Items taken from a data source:

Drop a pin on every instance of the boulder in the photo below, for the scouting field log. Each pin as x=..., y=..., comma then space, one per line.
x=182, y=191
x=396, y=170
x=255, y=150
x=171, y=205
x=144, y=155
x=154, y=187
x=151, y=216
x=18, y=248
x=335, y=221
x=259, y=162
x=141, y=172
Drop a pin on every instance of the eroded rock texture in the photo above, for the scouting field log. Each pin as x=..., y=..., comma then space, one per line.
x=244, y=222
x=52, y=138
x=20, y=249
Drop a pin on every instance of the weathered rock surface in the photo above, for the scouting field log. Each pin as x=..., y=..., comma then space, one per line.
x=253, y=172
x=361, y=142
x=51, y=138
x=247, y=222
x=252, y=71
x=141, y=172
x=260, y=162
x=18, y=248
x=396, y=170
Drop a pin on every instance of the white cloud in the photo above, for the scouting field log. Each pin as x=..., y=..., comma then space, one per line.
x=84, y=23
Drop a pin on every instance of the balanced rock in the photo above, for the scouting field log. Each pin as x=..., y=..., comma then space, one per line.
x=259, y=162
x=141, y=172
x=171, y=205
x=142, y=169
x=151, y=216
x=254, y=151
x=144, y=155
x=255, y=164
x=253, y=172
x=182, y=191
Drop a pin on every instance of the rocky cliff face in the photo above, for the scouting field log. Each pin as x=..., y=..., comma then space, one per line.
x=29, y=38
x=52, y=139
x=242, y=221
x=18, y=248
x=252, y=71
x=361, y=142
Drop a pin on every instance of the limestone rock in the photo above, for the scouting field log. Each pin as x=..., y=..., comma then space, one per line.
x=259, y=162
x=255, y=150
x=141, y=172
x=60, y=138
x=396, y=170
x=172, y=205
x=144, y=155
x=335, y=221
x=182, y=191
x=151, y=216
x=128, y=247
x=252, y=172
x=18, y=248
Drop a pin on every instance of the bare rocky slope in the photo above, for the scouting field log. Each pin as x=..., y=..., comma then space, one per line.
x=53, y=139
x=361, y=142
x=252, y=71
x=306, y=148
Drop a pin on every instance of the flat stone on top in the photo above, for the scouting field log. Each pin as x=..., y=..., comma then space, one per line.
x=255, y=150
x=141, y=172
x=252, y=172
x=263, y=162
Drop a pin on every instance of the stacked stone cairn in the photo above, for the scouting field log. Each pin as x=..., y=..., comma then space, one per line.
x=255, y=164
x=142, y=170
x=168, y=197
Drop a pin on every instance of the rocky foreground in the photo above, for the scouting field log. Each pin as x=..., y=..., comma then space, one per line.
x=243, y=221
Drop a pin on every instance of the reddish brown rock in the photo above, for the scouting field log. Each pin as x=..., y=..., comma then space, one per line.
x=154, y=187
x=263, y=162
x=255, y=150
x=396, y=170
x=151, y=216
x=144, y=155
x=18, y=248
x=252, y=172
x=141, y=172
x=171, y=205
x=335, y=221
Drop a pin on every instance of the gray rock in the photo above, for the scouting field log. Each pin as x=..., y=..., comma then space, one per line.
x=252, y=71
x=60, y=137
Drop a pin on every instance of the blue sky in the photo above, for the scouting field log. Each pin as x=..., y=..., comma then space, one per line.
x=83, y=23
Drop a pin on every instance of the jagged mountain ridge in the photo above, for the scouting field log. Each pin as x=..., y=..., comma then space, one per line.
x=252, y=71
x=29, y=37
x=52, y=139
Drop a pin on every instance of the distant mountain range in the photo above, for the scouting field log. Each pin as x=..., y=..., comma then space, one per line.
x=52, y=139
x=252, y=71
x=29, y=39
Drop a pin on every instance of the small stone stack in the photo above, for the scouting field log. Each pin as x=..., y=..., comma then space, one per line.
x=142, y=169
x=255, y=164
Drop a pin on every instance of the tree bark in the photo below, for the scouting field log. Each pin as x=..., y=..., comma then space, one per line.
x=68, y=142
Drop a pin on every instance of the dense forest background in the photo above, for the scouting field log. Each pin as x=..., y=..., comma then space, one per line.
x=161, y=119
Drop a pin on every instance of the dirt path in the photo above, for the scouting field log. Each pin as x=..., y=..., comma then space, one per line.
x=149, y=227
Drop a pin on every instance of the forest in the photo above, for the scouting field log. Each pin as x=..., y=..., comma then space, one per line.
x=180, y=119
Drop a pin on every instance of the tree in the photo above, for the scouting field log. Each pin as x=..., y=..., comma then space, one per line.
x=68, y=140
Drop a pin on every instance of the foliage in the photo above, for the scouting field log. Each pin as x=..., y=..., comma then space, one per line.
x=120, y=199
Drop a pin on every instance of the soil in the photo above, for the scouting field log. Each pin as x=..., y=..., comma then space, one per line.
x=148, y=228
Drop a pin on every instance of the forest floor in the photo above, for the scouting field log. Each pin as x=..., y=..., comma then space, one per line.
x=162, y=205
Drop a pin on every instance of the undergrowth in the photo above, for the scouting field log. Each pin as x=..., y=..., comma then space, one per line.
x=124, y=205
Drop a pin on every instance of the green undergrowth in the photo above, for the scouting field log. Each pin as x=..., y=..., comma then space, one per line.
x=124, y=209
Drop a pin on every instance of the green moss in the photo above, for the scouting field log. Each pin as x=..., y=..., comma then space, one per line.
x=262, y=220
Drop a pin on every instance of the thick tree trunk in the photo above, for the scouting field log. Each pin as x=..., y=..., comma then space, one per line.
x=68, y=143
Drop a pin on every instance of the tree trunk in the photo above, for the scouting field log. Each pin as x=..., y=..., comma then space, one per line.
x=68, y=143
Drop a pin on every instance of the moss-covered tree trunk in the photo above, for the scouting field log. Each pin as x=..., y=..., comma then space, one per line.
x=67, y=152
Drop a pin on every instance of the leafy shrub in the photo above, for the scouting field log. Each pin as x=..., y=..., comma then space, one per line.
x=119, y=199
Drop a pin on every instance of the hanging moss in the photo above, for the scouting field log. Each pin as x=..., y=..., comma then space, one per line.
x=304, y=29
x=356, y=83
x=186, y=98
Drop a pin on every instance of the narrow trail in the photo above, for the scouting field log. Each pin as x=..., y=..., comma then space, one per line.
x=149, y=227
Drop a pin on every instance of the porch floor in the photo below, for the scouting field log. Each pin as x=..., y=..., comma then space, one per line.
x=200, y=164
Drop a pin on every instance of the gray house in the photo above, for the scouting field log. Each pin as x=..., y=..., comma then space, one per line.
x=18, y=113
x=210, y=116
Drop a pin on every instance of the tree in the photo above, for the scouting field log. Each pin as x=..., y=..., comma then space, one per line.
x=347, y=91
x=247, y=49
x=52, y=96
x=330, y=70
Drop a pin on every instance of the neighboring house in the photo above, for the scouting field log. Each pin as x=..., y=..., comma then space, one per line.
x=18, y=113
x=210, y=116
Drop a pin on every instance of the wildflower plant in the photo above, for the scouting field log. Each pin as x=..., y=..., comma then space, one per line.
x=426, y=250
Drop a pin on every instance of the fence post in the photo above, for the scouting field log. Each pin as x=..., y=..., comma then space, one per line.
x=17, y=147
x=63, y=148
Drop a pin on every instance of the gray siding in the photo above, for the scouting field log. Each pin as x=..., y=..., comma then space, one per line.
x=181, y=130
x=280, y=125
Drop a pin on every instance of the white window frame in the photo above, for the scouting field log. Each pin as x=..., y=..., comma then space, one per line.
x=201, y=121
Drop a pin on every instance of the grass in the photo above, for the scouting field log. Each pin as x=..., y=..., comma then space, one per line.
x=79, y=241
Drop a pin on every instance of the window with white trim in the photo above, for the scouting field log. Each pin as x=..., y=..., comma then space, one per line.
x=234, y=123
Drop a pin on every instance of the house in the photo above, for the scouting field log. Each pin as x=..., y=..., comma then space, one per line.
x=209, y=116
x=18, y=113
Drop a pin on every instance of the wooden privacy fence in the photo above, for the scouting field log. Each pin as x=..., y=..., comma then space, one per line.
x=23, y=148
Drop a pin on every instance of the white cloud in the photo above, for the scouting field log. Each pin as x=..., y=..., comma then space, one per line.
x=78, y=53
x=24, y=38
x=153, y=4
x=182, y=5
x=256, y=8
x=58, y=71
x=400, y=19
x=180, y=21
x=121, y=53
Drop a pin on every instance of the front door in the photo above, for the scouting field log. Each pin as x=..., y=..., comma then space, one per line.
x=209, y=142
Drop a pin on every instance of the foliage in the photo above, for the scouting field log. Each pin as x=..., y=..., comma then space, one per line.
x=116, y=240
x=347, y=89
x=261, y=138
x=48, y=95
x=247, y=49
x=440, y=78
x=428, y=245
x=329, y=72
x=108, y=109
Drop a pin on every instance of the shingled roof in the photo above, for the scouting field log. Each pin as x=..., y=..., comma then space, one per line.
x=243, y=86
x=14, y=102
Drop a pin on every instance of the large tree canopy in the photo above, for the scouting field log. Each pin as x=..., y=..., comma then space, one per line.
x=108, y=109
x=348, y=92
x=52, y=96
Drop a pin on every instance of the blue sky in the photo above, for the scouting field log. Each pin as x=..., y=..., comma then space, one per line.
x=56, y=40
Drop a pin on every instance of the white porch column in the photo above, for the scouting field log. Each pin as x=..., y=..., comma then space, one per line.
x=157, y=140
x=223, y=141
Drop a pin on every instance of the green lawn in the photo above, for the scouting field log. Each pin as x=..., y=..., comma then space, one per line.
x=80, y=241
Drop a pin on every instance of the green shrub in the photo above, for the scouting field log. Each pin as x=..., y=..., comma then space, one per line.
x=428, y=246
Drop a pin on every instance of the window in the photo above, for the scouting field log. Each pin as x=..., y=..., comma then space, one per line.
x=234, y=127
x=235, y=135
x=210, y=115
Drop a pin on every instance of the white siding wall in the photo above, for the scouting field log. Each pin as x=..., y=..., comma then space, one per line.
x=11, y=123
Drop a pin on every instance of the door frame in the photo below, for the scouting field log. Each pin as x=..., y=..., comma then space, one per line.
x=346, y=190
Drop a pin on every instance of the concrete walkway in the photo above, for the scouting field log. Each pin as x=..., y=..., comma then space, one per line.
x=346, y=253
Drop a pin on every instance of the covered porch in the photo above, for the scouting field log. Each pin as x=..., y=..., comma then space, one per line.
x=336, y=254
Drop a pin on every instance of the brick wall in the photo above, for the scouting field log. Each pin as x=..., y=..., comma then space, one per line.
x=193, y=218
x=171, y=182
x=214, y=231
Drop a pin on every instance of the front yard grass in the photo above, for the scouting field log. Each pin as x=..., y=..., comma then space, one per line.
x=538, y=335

(TASK DIRECTIONS): Rewrite the stretch of the records from the line that contains "Drop a pin on every instance of the white siding" through the line that contains "x=346, y=190" as a JSON list of strings, one string per line, with blank lines left out.

(SOLVED PROBLEM):
[
  "Drop a pin on every instance of the white siding wall in the photo above, for the scouting field log. Each pin as x=..., y=..., comma then space, one per line.",
  "x=11, y=123",
  "Drop a pin on every instance of the door frame in the photo below, for the scouting field log. Each pin as x=..., y=..., comma then space, one per line.",
  "x=346, y=190"
]